***** Selected extract

Plato held promise as an avenue to seek out an account of philosophical value in verbal and procedural works of philosophy alike, but the conditions for philosophical discourse outlined in the Phaedrus have not shown that the content of expressive artifacts can account for the philosophical value of those artifacts. As indicated in Bogost’s discussion of dialectic, neither video games nor written works are effectively capable in themselves of bringing people together to discuss matters of truth and falsehood, right and wrong, à la the Athenian assembly; as has just been demonstrated, they are also incapable of simultaneously approaching the norms of responsiveness and proper length typical of philosophical dialectic as it is described and prescribed in the Phaedrus.

It would seem that according to Phaedrus’s normative account, both video games and academic research articles are to be relegated to the status of “amusements,”[55] alternately translated as “jokes”[56] from the Greek term paidia. Rather than creating such expressive artifacts, Socrates advises Phaedrus to instead “be more serious about these matters, and use the art of [conversational] dialectic”;[57] has Plato thus directed us away from the pursuit of truly philosophical video games? Should we exile written and procedural works alike to the outskirts of philosophy, without discrimination?

**********
***** Dataset excerpt

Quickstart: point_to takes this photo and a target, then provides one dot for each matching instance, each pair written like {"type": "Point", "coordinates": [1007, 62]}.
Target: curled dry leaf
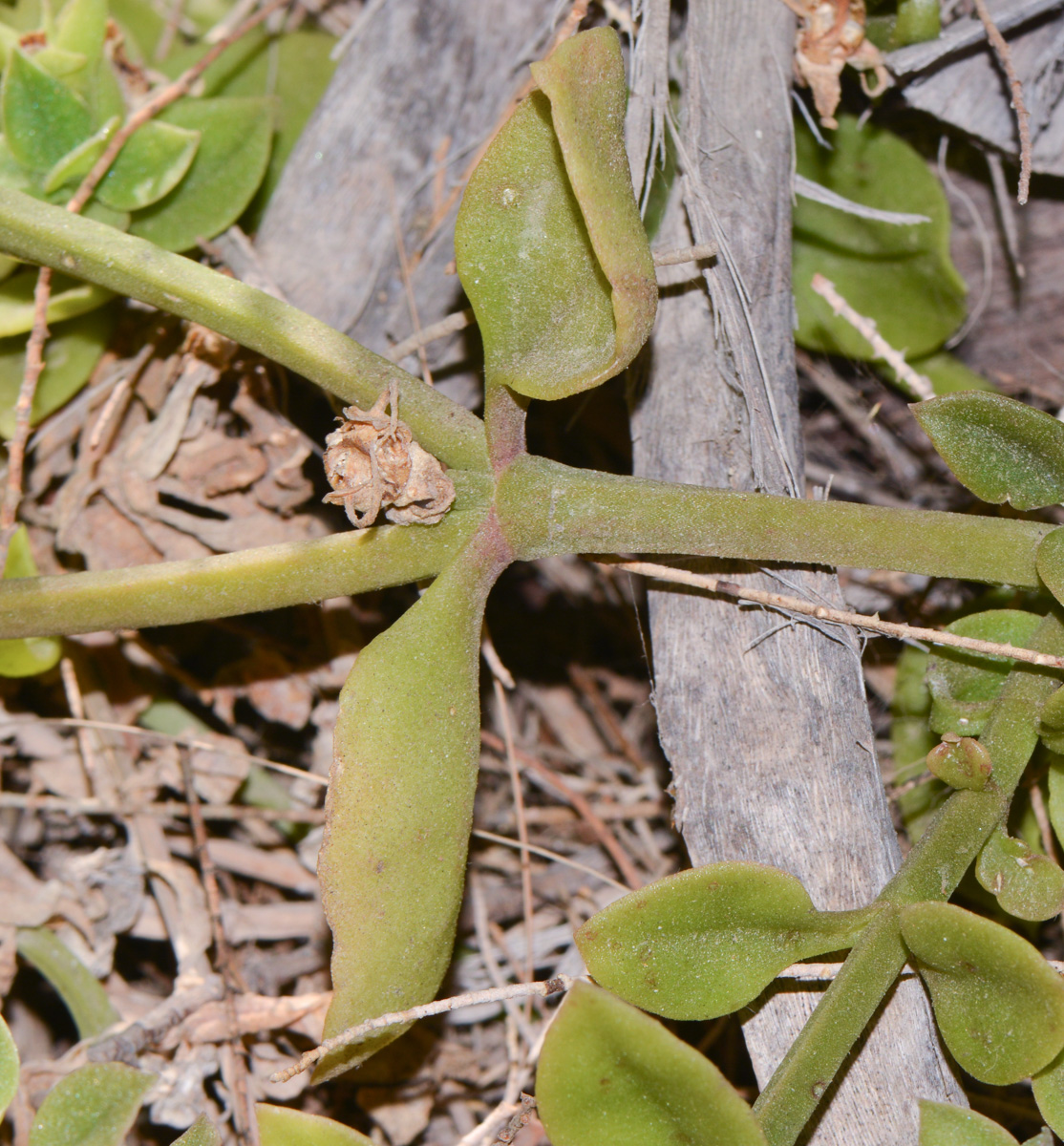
{"type": "Point", "coordinates": [831, 34]}
{"type": "Point", "coordinates": [372, 463]}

**********

[Short exercise 1]: From the passage on Plato's Phaedrus and philosophical video games, list every word or phrase that appears inside quotation marks, in the order in which they occur.
[Short exercise 2]: Continue the passage on Plato's Phaedrus and philosophical video games from its last sentence.

[Result 1]:
1. “amusements”
2. “jokes”
3. “be more serious about these matters, and use the art of [conversational] dialectic”

[Result 2]:
5 The Product of a Game in the Process of Philosophy

While Socrates sets a high bar for philosophy in the Phaedrus which appears unattainable for video games and research articles alike, Plato nevertheless shares this teaching by way of a written work, i.e., the Phaedrus itself, which would seem to fall short of the ideals prescribed therein. Indeed, Socrates seems to confirm this in his description of the conversation with Phaedrus as a “playful amusement regarding discourse.”[58] If the Phaedrus is paidia (i.e., a plaything, a joke, an amusement), then ought it be discarded as a potential guide for aspiring designers of philosophical works of procedural rhetoric? No – as a matter of fact, this apparent self-undermining of the authority of Plato’s written work points the way toward a clarified understanding of the role of paidia in philosophical education and the ideals toward which philosophical paidia might strive.

As Arthur A. Krentz[59] and Timothy Ignaffo[60] have observed, there is a deep connection between play (paidia) and education (paideia) in Plato’s thought. In Book VII of the Republic, for example, Socrates advises Glaucon to teach children through play instead of work[61]; the Laws likewise state that

A man who intends to be good at a particular occupation must be surrounded by the special ‘tools of the trade’. For instance, the man who intends to be a good farmer must play at farming, and the man who is to be a good builder must spend his playtime building toy houses; and in each case the teacher must provide miniature tools that copy the real thing.[62]

Thus, playthings in Plato are not always bad or useless; indeed, these passages suggest that they might be necessary in education. The Phaedrus sets high expectations for philosophical expression, but it does not go so far as to deny that playthings can have any value in philosophy; it only indicates that such amusements are not the ultimate goal of philosophy.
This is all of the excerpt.